» Task to carry out: Transcribe the records below exactly.

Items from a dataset
==*==

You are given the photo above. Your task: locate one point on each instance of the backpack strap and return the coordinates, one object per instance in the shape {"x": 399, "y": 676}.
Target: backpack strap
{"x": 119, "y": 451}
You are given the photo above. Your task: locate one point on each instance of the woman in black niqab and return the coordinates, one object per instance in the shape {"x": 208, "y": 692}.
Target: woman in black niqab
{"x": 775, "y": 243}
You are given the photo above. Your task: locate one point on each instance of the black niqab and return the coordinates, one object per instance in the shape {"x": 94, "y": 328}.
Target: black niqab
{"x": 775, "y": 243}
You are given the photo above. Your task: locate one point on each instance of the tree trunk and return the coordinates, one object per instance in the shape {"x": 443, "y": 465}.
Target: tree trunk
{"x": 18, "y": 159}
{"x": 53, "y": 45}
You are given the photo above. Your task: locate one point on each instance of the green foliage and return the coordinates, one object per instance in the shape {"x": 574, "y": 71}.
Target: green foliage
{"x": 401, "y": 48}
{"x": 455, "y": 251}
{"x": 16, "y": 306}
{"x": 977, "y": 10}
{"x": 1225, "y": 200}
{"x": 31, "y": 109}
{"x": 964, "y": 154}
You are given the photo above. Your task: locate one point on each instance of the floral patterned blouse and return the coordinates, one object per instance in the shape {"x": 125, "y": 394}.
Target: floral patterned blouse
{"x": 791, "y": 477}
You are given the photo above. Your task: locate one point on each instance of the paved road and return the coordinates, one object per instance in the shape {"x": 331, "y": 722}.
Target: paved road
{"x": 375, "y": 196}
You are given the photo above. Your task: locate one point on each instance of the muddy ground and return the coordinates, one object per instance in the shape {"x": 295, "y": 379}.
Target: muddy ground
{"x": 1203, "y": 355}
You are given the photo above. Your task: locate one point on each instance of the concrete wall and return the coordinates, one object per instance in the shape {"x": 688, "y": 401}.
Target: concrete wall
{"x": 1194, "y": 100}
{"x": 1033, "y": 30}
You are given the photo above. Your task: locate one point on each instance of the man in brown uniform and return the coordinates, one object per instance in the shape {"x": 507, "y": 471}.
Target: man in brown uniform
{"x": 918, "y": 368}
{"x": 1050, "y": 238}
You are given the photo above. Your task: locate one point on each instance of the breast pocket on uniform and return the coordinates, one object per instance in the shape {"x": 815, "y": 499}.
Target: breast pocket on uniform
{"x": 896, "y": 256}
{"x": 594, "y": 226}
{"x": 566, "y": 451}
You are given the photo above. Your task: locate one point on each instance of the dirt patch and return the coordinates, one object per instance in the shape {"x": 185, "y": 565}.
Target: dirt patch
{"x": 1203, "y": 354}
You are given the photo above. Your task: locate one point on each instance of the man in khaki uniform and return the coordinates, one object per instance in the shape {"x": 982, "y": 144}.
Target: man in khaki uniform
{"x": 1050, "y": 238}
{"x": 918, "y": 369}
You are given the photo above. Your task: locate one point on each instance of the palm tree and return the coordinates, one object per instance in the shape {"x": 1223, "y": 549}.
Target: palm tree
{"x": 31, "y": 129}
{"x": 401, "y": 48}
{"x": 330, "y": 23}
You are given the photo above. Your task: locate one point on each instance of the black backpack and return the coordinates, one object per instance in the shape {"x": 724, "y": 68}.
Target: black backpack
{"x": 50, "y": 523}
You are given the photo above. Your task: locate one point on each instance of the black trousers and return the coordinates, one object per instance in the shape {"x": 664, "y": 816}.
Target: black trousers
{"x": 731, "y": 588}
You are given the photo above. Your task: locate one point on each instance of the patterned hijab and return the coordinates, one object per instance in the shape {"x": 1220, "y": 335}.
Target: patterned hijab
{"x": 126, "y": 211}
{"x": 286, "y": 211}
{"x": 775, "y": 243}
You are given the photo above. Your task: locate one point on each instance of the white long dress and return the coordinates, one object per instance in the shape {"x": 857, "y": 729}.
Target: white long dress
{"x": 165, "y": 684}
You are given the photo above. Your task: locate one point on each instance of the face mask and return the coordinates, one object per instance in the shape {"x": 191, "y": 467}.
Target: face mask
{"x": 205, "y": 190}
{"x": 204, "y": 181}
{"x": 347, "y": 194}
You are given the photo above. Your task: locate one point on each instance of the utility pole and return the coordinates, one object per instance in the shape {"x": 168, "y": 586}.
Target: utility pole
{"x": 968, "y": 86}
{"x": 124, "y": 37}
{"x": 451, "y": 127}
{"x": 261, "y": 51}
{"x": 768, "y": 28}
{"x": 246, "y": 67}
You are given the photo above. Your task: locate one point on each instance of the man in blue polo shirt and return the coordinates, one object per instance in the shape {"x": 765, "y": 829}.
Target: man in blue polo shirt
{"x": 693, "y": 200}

==*==

» Output of the exercise:
You are given the photo above. Your task: locate one point on each instance of the backpack strap and return the coordinates, one object per instance in the shape {"x": 399, "y": 676}.
Target: backpack strap
{"x": 119, "y": 451}
You are given the photo above. Your task: locate one point on each instance of the woman in black niqab and return the coordinates, one object per instance in the shape {"x": 208, "y": 692}.
Target: woman in black niqab
{"x": 775, "y": 243}
You are given the photo above. Your task: locate one point on each instance of the black niqab and return the coordinates, one object per instance in the shape {"x": 94, "y": 328}.
Target: black niqab
{"x": 775, "y": 243}
You are given the photo above. Your task: locate one point on each instance of the tree trunk and return the coordinates, one object per instance in the shape {"x": 443, "y": 465}.
Target: tree trunk
{"x": 18, "y": 159}
{"x": 53, "y": 45}
You are given the photo above. Your task: locate one point on each instance of the green foliage and return the coordinates, one object per instance in the shape {"x": 574, "y": 71}.
Target: green foliage
{"x": 401, "y": 48}
{"x": 455, "y": 251}
{"x": 16, "y": 306}
{"x": 977, "y": 10}
{"x": 1225, "y": 200}
{"x": 31, "y": 109}
{"x": 964, "y": 154}
You are given the photo above. Your task: locate one point on each instance of the floral patterned blouse and return the coordinates, one object per instance in the shape {"x": 125, "y": 394}.
Target: floral patterned blouse
{"x": 791, "y": 477}
You are given the photo above. Your task: locate one point on each instance of the paved road and return the coordinates, one object per instance in the shape {"x": 331, "y": 722}.
Target: paved road
{"x": 375, "y": 196}
You are given the photo above. Your task: locate one point on each instance of the muddy ground and return the coordinates, one object per instance in the shape {"x": 295, "y": 379}.
Target: muddy ground
{"x": 1203, "y": 355}
You are given the photo above. Your task: locate one point on each instance of the concrete wall and return the coordinates, one object per instance in the shape {"x": 688, "y": 401}.
Target: concrete wall
{"x": 1194, "y": 100}
{"x": 1033, "y": 30}
You are given the photo above. Your task: locate one point on each instance of the man in brown uniform and return the coordinates, one object per instance in the shape {"x": 507, "y": 471}.
Target: man in brown uniform
{"x": 918, "y": 368}
{"x": 1050, "y": 238}
You are given the photo above. Your task: locate one point on each instance of the breast pocket on uniform and return the coordinates, one object per instance in the shape {"x": 815, "y": 499}.
Target: breast pocket on uniform
{"x": 896, "y": 256}
{"x": 594, "y": 226}
{"x": 566, "y": 451}
You are given the photo above. Your task: locate one point on each instance of the dirt patch and return the coordinates, one object per instance in the shape {"x": 185, "y": 565}.
Target: dirt patch
{"x": 1203, "y": 354}
You are given the photo above. Your task: locate one point on each instance of the man in khaki uniform and return the coordinates, one object per instance in the shape {"x": 982, "y": 144}.
Target: man in khaki uniform
{"x": 1050, "y": 238}
{"x": 918, "y": 369}
You are given the photo above. Your task: locate one point on each instance of the palm tree and return the coordinates, one object per instance in the shape {"x": 1223, "y": 549}.
Target: palm tree
{"x": 31, "y": 129}
{"x": 401, "y": 48}
{"x": 330, "y": 23}
You are given the photo above. Your task: locate one point on each instance of the black backpack and return the coordinates, one object per instance in the shape {"x": 724, "y": 68}.
Target: black backpack
{"x": 50, "y": 523}
You are given the photo above. Your task: locate one point on each instance of the black trousers and return the coordinates, one object per instance in the shape {"x": 664, "y": 816}.
Target: black trousers
{"x": 731, "y": 588}
You are given the photo above. Your task: locate one point on each instance of the patterned hijab and return the coordinates, one object per instance in the shape {"x": 1220, "y": 335}.
Target: patterned hijab
{"x": 126, "y": 211}
{"x": 286, "y": 211}
{"x": 775, "y": 243}
You are given the photo above. Your task: locate one point on each instance of the white long dress and return the coordinates, one object per instance in the shape {"x": 857, "y": 729}.
Target: white long dress
{"x": 165, "y": 684}
You are given the photo above. Your task: locate one point on each instance of the face mask and return the coordinates, one object per instance in the shape {"x": 191, "y": 467}.
Target: face mask
{"x": 205, "y": 190}
{"x": 204, "y": 181}
{"x": 347, "y": 194}
You are given the photo above. Your task: locate one point on each instance of the utility pole and return the coordinates, one object per instance in the shape {"x": 168, "y": 586}.
Target: utility pole
{"x": 968, "y": 86}
{"x": 124, "y": 37}
{"x": 451, "y": 127}
{"x": 261, "y": 51}
{"x": 768, "y": 28}
{"x": 246, "y": 67}
You are given the photo above. Your task: locate one point on each instance of the man in blue polo shirt and return the coordinates, one object per instance in the shape {"x": 765, "y": 829}.
Target: man in blue polo shirt
{"x": 693, "y": 200}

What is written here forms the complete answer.